## Material provided

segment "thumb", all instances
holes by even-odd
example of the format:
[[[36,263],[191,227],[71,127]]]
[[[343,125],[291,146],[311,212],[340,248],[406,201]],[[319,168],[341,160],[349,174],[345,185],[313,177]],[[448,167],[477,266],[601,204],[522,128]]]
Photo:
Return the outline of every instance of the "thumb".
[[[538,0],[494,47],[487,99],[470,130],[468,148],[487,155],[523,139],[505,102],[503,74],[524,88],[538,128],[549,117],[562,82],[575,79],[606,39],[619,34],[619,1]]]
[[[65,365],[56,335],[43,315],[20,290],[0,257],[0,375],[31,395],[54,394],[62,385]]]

## Work required
Please rewrite the records above with "thumb" changed to "index finger" wherever it occurs, leaving everything else as it is.

## Answer below
segment "index finger", all instances
holes by even-odd
example of the format:
[[[36,263],[191,227],[71,127]]]
[[[343,125],[291,146],[311,212],[340,248],[406,201]],[[319,168],[341,160],[349,174],[345,185],[313,177]],[[448,167],[477,266],[601,204],[522,128]]]
Photo:
Return the outline of every instance of the "index finger".
[[[538,0],[494,47],[487,99],[470,130],[468,148],[487,155],[523,139],[505,102],[503,74],[524,88],[538,128],[549,117],[562,82],[575,79],[606,39],[619,34],[619,1]]]
[[[65,365],[56,335],[43,315],[20,290],[0,257],[0,375],[31,395],[54,394],[62,385]]]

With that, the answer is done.